### Aim of the task
Copy exactly, from the beginning of the material below, every line up to and including the one holding "Target — bare tree", with the pictures left out.

### Exercise material
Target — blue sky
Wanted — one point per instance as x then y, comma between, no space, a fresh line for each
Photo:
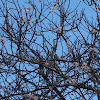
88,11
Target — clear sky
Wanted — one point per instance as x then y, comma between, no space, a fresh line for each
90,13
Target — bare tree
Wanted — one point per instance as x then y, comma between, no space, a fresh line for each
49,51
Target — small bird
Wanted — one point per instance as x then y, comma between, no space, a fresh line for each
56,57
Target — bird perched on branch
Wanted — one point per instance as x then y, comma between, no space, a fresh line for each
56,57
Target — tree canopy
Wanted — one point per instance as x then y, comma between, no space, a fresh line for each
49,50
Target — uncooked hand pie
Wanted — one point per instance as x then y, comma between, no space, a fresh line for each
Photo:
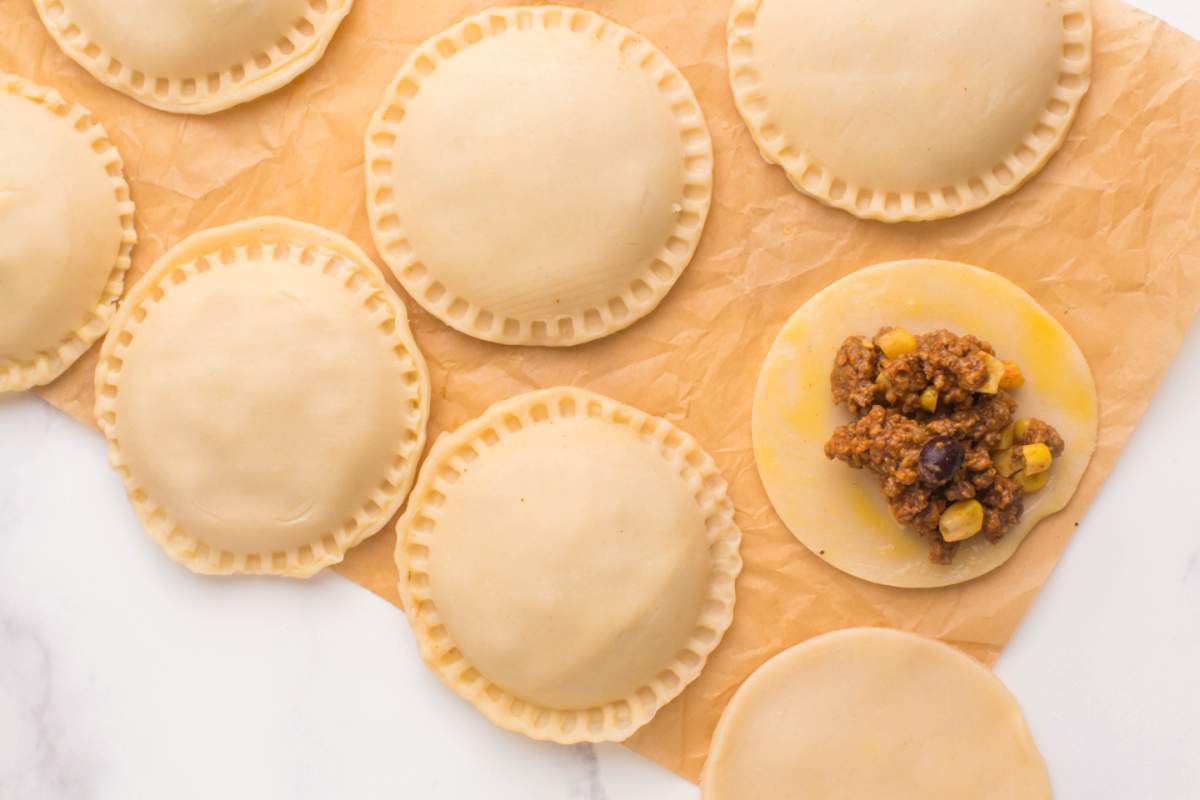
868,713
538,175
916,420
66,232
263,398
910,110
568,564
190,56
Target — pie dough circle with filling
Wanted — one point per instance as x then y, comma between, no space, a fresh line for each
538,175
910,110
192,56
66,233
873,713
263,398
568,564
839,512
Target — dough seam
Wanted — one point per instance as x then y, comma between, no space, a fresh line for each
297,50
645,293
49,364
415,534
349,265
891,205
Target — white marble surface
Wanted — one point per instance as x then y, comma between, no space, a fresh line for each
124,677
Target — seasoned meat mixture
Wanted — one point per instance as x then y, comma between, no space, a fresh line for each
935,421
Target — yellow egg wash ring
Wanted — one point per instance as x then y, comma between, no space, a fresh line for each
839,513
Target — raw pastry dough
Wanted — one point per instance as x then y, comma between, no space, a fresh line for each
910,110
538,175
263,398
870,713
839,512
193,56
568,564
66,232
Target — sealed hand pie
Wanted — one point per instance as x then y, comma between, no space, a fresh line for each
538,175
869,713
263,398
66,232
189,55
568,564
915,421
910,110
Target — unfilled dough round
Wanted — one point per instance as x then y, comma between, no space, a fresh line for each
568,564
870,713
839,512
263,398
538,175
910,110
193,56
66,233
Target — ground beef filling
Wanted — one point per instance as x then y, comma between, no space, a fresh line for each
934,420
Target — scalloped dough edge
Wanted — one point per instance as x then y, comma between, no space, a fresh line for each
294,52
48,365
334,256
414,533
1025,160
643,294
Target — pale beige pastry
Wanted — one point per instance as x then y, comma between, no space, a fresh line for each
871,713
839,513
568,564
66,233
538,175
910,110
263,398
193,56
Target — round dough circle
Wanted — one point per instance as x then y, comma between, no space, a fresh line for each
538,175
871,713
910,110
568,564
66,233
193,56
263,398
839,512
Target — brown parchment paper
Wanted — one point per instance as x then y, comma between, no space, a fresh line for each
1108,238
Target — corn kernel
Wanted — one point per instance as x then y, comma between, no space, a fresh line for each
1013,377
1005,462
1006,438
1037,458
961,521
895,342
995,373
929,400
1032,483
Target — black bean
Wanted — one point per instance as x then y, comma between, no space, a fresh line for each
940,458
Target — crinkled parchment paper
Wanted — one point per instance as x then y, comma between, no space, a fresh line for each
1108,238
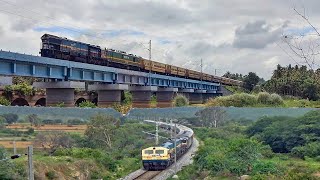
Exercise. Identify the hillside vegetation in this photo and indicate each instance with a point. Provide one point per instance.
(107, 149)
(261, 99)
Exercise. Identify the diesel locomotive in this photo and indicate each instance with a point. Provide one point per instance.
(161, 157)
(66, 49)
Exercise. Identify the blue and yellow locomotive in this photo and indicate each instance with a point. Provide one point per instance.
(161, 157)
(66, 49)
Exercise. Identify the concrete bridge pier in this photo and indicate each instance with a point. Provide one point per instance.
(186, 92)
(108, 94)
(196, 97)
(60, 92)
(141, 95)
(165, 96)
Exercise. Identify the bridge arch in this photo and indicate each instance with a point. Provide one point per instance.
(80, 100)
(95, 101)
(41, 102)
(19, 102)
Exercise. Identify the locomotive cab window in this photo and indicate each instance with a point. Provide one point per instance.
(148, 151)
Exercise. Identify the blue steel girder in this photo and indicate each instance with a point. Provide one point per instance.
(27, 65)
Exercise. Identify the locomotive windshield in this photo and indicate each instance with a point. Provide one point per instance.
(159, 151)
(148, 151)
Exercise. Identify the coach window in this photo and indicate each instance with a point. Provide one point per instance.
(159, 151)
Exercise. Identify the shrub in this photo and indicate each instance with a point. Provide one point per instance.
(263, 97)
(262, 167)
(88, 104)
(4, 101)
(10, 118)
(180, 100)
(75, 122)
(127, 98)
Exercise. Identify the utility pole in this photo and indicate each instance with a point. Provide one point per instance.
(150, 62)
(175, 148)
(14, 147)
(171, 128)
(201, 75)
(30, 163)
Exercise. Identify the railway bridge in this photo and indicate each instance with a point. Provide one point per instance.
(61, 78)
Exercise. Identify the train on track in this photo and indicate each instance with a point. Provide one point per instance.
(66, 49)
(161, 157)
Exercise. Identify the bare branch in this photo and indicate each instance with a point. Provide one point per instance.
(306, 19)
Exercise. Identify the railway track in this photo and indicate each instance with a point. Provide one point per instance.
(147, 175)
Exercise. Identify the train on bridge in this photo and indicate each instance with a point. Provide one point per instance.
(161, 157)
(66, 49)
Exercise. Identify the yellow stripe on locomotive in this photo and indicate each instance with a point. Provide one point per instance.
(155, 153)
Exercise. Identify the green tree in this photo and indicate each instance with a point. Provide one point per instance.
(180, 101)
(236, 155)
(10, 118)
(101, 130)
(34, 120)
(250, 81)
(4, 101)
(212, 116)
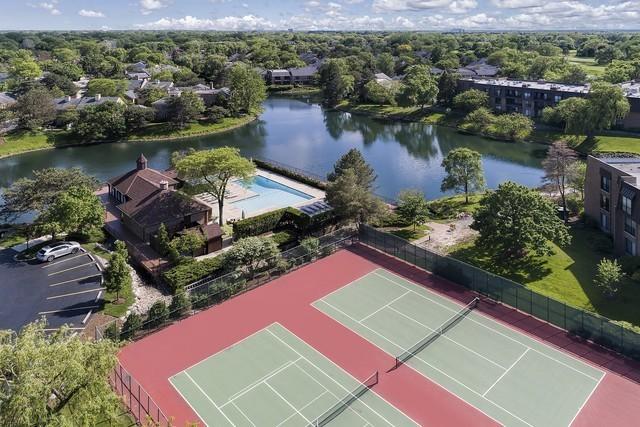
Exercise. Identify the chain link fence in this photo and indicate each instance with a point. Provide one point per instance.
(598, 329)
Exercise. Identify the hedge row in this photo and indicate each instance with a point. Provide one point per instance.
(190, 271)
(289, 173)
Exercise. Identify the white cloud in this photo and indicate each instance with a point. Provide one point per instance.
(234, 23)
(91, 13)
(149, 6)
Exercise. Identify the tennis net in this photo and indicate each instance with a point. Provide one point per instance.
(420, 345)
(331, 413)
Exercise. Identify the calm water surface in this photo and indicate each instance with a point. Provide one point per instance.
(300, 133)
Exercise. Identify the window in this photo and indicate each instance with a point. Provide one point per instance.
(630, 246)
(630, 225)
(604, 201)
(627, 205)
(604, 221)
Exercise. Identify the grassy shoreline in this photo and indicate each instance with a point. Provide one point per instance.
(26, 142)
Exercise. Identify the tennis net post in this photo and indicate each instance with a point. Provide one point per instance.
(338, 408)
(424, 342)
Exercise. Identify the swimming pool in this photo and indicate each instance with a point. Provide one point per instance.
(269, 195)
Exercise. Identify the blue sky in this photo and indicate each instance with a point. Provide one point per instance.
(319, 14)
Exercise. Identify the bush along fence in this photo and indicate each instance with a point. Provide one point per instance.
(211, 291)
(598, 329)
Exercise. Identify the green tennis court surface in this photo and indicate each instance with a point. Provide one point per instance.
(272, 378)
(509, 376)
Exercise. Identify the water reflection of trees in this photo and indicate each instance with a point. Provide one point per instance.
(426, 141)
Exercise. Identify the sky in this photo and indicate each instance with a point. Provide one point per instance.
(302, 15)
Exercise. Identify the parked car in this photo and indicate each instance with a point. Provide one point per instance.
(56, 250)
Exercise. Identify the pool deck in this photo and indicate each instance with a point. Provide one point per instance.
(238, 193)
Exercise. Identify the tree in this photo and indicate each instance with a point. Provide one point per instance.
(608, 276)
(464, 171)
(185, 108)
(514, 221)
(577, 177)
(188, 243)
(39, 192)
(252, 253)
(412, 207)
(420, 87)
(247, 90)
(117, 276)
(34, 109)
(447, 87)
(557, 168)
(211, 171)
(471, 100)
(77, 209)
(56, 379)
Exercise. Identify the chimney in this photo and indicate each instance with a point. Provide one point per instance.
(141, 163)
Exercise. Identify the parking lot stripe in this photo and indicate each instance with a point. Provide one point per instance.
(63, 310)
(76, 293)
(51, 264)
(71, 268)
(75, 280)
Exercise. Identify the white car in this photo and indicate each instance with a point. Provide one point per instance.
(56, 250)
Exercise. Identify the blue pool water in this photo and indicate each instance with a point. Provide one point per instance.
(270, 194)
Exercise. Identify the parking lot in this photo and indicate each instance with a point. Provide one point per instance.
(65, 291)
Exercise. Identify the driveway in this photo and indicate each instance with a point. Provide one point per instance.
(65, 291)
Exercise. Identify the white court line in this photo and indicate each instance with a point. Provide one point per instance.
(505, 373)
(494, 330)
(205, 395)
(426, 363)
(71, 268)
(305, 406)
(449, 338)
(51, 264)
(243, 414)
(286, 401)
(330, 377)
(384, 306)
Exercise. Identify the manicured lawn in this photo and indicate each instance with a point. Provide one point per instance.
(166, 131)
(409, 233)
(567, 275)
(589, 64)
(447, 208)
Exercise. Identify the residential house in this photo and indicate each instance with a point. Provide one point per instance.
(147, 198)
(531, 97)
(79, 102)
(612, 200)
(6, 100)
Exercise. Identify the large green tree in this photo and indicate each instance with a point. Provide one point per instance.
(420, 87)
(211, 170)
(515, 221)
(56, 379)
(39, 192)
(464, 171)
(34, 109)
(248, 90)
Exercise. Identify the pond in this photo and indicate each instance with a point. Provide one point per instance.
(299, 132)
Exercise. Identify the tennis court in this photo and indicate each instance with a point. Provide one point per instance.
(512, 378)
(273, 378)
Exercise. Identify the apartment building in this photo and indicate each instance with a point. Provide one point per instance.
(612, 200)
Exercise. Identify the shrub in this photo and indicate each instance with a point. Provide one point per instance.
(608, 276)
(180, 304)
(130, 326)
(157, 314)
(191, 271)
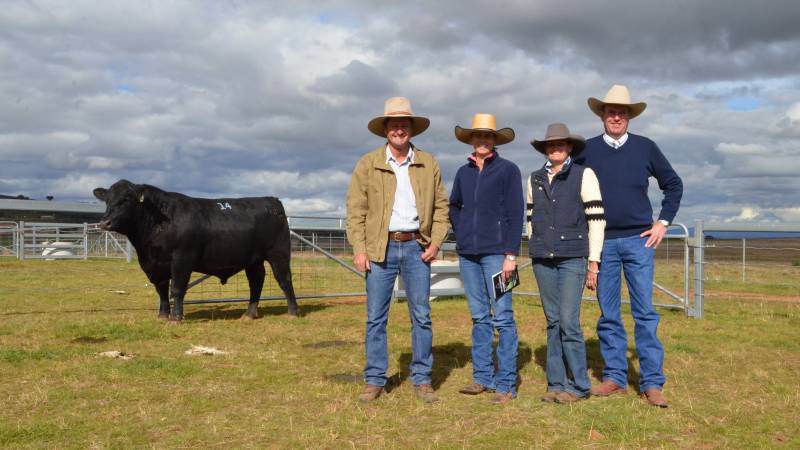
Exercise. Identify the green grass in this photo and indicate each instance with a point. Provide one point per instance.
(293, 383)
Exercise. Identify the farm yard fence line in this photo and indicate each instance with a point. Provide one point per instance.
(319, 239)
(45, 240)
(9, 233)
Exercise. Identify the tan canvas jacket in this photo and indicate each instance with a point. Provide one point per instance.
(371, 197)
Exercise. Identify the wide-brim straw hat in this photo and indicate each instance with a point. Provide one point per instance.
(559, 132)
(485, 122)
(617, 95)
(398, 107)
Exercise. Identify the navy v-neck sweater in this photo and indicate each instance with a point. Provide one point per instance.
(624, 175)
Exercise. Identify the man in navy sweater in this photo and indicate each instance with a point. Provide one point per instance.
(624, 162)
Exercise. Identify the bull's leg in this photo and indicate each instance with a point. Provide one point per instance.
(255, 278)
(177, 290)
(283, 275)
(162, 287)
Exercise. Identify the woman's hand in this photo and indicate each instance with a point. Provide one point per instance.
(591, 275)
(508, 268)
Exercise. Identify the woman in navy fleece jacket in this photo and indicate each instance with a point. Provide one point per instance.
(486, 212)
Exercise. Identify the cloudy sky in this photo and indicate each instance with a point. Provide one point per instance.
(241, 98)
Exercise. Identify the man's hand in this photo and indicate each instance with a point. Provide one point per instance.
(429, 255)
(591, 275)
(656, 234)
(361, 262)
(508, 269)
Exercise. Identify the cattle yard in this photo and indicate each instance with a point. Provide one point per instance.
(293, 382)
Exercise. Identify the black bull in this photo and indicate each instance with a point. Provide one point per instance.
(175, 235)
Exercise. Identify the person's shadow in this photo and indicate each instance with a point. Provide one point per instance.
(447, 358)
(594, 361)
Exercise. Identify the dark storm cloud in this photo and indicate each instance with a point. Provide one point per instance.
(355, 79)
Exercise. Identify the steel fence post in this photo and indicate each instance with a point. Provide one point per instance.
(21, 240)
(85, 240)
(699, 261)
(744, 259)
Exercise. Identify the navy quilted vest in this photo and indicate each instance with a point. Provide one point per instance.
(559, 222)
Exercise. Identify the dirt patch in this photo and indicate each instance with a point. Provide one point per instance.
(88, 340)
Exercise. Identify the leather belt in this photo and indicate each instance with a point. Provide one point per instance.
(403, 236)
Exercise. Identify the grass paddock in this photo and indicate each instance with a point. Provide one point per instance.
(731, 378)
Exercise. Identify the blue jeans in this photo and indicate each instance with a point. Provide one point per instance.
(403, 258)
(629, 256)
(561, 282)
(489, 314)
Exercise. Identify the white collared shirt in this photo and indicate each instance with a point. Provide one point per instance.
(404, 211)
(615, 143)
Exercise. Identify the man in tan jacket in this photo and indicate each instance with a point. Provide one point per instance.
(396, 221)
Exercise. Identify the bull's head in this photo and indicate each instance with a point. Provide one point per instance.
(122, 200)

### Solution for this exercise
Target — blue sky
Wanted — one point per instance as x then y, comma between, no space, a fresh line for each
Photo:
88,11
Target — clear sky
Wanted — one point per instance as x then y, comma between, no space, a fresh line for each
90,13
Target — bare tree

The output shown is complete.